■ **SHORT EXERCISE**: Identify each line in the listing below that contains the string "covered" and copy those lines out in full.

■ **TASK INPUTS**:
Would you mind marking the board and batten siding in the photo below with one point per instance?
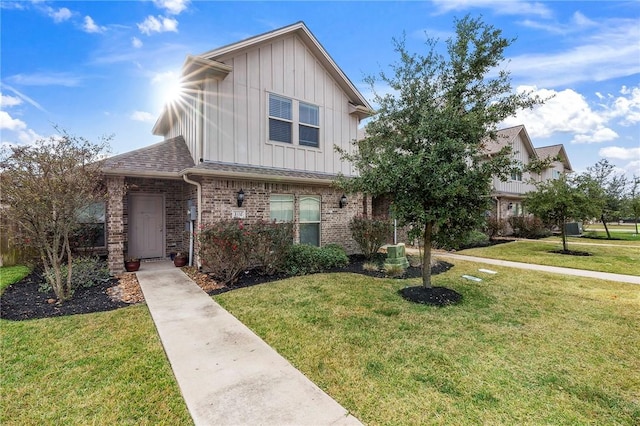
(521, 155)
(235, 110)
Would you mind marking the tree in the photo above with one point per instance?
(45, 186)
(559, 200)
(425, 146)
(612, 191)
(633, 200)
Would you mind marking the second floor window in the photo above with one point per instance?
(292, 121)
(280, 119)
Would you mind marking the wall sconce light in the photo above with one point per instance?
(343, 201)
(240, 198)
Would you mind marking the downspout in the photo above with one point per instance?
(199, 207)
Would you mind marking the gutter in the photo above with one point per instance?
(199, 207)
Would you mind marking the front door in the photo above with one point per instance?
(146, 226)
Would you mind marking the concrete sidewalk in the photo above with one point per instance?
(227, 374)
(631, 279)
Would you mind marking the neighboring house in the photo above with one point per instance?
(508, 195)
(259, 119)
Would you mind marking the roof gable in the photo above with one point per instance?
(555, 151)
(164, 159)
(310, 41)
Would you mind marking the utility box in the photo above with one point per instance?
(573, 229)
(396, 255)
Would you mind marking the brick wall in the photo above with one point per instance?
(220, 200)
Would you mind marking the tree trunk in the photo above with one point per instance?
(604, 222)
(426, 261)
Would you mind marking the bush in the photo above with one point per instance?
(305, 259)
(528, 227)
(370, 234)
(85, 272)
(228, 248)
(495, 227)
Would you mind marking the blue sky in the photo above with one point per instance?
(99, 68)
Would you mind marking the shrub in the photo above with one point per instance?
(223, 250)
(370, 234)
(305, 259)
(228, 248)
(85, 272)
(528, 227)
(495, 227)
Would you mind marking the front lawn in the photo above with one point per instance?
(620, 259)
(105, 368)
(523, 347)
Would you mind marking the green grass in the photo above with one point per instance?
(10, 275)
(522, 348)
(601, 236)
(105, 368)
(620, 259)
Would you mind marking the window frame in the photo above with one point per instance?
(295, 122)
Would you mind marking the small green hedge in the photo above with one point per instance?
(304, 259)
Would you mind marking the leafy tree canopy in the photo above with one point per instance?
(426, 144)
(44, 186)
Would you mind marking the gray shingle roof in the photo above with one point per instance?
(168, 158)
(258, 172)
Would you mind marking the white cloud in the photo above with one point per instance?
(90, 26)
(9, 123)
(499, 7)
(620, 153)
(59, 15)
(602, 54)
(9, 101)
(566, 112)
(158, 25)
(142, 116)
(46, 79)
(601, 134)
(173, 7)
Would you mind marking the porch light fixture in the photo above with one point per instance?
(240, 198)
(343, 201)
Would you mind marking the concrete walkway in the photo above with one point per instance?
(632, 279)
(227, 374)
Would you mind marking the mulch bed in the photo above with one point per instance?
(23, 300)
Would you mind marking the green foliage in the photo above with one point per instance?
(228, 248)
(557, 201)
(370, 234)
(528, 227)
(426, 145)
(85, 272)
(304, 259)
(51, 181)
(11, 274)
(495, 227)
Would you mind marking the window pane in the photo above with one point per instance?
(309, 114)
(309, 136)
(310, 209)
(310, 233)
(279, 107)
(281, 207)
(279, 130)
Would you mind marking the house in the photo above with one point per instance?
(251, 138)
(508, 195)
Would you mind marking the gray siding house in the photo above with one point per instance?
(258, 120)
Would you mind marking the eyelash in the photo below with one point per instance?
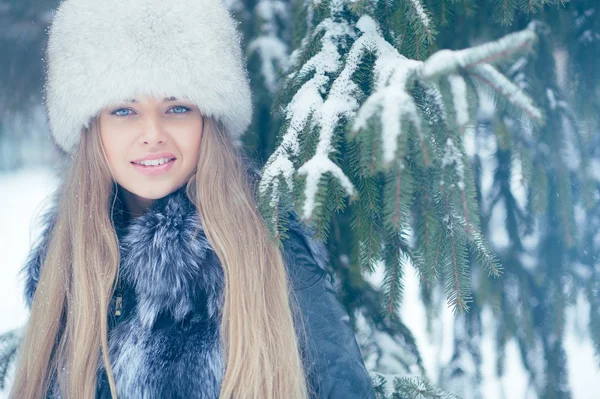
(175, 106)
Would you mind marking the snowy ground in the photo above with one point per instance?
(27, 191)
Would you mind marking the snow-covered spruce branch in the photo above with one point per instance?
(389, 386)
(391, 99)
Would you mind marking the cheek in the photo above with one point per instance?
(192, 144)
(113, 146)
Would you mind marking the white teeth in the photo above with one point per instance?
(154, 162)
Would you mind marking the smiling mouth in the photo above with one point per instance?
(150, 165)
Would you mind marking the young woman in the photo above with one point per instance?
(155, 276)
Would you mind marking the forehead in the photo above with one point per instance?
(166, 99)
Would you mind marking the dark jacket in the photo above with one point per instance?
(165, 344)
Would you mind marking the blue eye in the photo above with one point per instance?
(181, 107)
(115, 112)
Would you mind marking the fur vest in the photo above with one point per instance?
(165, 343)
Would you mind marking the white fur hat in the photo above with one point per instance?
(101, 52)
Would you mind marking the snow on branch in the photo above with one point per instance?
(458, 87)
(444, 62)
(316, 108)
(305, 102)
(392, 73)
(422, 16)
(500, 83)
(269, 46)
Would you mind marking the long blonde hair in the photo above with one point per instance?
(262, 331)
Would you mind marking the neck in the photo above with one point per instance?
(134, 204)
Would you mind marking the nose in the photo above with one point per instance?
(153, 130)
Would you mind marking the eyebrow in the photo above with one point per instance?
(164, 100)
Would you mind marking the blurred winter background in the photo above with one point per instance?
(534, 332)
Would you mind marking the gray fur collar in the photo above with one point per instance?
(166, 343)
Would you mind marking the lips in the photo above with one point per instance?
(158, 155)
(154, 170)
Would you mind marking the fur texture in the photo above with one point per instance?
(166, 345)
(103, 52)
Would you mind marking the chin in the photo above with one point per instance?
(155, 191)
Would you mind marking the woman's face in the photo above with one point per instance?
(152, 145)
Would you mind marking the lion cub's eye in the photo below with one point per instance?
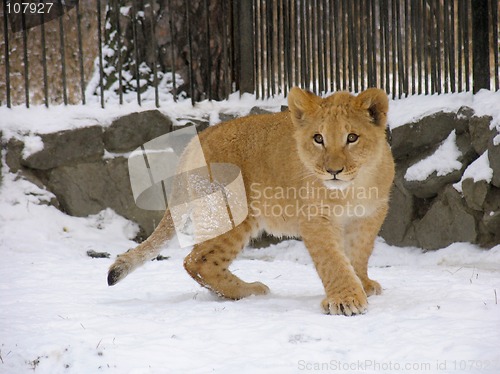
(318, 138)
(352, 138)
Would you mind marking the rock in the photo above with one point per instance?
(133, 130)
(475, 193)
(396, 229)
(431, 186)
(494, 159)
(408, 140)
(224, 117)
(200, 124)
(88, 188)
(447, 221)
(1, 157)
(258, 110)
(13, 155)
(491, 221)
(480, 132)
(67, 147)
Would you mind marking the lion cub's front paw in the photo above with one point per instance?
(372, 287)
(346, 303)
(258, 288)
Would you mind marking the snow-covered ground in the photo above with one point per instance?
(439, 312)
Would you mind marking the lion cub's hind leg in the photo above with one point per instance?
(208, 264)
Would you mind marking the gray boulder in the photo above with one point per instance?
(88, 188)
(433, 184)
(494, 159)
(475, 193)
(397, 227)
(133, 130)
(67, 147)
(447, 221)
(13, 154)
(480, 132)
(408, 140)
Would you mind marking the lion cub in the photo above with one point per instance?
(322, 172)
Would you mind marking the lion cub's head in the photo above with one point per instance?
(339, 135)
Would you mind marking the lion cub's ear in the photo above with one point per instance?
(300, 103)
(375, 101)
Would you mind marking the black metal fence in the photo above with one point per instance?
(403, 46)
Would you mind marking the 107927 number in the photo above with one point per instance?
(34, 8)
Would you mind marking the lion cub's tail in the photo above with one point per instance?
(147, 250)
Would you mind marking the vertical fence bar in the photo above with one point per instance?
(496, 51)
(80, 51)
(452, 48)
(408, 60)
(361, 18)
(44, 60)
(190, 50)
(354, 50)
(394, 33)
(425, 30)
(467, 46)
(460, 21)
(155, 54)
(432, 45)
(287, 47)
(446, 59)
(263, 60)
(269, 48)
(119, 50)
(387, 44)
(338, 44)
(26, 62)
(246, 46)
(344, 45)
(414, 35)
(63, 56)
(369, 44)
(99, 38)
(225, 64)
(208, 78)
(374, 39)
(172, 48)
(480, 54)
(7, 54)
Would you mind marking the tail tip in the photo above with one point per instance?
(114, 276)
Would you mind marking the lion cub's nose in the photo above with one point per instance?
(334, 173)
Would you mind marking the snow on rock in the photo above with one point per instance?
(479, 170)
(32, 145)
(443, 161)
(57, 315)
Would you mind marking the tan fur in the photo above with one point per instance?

* * *

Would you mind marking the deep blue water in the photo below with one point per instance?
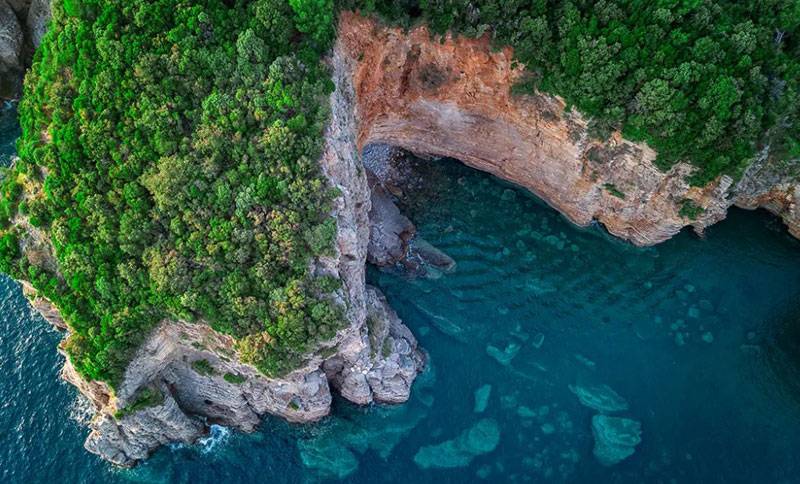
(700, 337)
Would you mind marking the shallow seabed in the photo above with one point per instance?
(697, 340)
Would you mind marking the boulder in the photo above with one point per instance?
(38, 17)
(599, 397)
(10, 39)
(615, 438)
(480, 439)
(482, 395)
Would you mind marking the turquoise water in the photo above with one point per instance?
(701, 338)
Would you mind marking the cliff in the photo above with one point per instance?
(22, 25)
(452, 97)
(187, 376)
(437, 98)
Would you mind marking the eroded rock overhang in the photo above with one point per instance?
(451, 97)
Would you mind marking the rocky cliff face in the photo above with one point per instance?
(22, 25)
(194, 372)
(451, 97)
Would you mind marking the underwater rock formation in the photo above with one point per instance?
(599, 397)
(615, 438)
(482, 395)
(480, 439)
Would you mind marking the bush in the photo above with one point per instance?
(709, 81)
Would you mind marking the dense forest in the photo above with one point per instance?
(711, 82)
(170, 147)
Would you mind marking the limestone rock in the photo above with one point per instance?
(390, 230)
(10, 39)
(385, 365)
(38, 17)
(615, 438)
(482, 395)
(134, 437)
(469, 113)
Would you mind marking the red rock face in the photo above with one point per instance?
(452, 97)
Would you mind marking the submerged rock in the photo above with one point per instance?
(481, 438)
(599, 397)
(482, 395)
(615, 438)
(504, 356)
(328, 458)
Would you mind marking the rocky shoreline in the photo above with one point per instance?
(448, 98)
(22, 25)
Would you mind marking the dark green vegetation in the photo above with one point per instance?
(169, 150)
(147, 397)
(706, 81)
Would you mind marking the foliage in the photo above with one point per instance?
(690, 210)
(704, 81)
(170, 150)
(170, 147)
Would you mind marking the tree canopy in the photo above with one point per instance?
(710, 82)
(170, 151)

■ **TASK OUTPUT**:
Would you mind marking the snow-covered spruce branch in the photo above with one point per instance?
Would you mind marking the snow-covered ground in the photo above with one point per instance?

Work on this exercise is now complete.